- **Given problem**
Which lines in the records below contain the string "metal"? Pull out each such line in full, matching case exactly.

- **Data section**
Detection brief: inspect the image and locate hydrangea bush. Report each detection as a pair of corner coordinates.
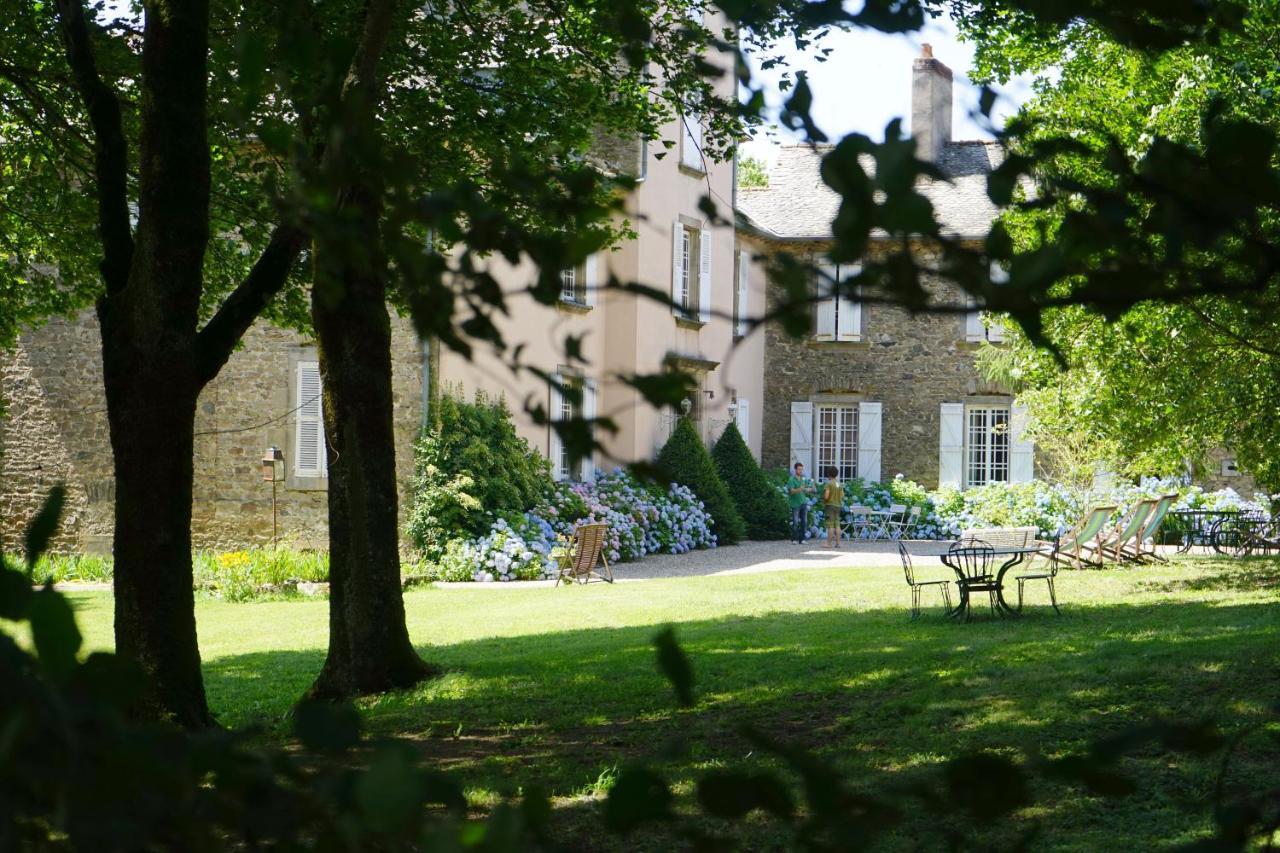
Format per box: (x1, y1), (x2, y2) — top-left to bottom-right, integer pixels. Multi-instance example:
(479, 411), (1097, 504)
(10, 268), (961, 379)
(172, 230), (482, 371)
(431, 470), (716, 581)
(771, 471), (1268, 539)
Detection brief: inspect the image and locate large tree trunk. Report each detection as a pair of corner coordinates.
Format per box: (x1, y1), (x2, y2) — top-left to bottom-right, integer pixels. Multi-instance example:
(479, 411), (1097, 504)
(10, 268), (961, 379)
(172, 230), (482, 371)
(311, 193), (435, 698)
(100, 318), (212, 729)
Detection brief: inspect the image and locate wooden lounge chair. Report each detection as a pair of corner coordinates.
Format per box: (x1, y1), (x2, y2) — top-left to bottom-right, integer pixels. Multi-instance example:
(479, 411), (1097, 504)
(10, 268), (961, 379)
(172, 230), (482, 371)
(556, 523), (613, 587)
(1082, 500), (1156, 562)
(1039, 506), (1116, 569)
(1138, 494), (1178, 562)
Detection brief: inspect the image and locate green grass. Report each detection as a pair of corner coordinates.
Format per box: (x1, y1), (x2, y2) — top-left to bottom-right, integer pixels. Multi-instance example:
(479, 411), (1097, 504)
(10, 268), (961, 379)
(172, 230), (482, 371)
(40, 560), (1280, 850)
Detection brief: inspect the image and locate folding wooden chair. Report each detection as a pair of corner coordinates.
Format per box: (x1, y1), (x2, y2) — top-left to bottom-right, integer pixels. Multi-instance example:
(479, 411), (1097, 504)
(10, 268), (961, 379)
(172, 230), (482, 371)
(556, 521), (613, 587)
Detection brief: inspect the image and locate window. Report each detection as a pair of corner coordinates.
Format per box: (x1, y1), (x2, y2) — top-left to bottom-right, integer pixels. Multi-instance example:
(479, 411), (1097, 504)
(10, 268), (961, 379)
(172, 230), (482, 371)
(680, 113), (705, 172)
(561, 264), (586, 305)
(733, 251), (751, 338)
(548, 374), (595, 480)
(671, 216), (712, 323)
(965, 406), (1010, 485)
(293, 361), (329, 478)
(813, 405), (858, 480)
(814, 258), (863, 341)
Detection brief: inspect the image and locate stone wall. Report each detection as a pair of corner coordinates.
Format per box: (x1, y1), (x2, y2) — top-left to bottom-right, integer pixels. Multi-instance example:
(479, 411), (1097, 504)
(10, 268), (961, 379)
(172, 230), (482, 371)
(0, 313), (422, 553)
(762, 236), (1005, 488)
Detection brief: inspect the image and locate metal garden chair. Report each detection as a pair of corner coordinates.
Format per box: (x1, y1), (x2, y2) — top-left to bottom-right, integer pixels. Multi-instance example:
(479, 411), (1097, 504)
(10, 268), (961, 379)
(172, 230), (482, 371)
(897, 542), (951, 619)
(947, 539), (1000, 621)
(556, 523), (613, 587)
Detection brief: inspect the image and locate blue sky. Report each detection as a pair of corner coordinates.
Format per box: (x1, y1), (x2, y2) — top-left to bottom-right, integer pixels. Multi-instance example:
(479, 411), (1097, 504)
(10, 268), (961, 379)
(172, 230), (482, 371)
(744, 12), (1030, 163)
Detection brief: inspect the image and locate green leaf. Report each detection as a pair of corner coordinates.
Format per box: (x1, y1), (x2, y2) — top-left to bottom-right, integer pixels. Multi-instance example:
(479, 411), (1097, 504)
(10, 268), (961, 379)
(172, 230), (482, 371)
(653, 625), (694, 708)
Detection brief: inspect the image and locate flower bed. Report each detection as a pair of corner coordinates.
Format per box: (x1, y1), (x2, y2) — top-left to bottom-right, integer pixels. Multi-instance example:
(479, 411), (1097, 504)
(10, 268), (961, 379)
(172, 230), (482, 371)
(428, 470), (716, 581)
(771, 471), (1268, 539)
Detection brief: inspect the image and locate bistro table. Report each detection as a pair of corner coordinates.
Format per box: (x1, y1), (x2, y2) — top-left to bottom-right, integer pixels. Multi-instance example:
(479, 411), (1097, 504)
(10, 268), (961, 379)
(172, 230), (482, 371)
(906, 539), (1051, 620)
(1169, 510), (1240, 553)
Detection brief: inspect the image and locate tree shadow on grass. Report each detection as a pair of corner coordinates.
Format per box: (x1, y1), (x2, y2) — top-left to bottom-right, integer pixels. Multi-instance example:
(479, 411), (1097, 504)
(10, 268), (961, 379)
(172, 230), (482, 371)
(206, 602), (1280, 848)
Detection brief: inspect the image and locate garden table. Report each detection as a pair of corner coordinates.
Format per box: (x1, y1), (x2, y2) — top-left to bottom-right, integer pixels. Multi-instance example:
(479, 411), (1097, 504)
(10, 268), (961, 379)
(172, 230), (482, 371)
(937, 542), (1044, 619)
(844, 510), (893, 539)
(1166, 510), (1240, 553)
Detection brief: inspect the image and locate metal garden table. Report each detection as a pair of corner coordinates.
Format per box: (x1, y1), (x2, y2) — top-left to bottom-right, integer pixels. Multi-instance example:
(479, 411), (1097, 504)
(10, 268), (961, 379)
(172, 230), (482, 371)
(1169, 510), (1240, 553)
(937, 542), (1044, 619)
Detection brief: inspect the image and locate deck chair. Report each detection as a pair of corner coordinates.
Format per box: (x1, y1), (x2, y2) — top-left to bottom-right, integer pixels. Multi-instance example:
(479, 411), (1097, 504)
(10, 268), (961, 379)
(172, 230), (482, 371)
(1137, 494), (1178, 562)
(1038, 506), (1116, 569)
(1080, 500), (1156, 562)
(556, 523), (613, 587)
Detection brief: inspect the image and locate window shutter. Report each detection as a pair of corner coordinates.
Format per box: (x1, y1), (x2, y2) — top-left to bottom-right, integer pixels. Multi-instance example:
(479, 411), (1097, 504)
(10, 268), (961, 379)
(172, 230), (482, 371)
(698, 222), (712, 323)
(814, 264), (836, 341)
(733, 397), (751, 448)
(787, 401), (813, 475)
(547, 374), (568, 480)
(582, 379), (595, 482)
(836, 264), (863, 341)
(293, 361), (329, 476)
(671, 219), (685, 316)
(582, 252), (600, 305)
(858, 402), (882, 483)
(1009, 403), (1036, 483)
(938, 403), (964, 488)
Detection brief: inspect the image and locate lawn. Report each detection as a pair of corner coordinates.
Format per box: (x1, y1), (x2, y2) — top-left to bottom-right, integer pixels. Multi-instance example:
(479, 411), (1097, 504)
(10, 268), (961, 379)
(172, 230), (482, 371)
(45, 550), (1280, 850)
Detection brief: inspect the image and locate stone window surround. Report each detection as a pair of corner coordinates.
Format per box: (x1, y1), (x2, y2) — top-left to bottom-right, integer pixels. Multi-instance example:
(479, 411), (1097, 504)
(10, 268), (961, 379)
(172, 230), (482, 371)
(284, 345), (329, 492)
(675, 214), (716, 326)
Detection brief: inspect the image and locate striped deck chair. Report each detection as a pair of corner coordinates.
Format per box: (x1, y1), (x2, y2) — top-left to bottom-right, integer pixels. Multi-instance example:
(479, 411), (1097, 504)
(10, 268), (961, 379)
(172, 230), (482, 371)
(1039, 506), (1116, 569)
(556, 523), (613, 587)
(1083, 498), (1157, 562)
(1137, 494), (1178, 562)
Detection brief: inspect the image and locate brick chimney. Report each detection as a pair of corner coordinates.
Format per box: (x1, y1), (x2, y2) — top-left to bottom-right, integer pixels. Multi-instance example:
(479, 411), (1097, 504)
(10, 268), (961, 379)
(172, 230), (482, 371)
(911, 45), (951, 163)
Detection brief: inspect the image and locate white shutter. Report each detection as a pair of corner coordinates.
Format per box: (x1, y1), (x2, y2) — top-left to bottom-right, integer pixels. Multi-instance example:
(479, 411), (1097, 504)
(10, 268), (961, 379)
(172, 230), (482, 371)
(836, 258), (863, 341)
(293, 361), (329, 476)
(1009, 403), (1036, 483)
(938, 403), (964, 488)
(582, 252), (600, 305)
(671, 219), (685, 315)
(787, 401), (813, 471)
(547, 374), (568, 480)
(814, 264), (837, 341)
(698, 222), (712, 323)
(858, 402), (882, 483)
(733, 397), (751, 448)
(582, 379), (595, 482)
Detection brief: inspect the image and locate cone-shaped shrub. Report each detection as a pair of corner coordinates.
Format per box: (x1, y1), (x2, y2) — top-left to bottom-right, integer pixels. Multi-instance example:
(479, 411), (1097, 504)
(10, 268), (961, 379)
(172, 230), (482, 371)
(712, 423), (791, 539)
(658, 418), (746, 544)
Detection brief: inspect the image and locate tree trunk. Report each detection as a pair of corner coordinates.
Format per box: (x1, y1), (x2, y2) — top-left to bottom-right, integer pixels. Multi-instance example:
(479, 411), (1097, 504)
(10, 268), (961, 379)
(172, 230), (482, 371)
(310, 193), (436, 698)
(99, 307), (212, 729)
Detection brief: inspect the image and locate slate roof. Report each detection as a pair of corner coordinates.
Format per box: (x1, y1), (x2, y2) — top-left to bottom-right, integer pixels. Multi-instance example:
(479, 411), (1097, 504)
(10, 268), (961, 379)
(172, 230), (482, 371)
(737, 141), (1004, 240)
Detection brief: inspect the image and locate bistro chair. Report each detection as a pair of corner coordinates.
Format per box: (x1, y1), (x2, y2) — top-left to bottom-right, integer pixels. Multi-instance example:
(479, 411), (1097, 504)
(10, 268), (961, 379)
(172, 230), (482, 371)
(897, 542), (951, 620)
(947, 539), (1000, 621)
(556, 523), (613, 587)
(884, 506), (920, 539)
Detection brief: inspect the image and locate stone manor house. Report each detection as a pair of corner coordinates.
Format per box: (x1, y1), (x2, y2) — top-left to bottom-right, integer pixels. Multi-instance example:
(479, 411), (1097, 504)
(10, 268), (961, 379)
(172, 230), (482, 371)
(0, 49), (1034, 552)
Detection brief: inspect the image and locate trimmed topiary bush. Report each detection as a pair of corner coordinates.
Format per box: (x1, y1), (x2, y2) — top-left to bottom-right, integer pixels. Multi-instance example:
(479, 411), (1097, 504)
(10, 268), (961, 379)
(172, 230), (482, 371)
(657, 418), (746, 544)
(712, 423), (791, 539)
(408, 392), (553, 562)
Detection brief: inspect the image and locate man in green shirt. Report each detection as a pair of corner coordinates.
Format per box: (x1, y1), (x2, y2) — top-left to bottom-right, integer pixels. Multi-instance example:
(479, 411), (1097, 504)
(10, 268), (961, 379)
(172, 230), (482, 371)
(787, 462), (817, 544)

- **Complete output**
Detection brief: inspect the image and locate metal garden chair. Report each detection as a pair of corner coordinates.
Detection brief: inspect the image and locate metal garden table. Report each detection as a pair of corner coordinates.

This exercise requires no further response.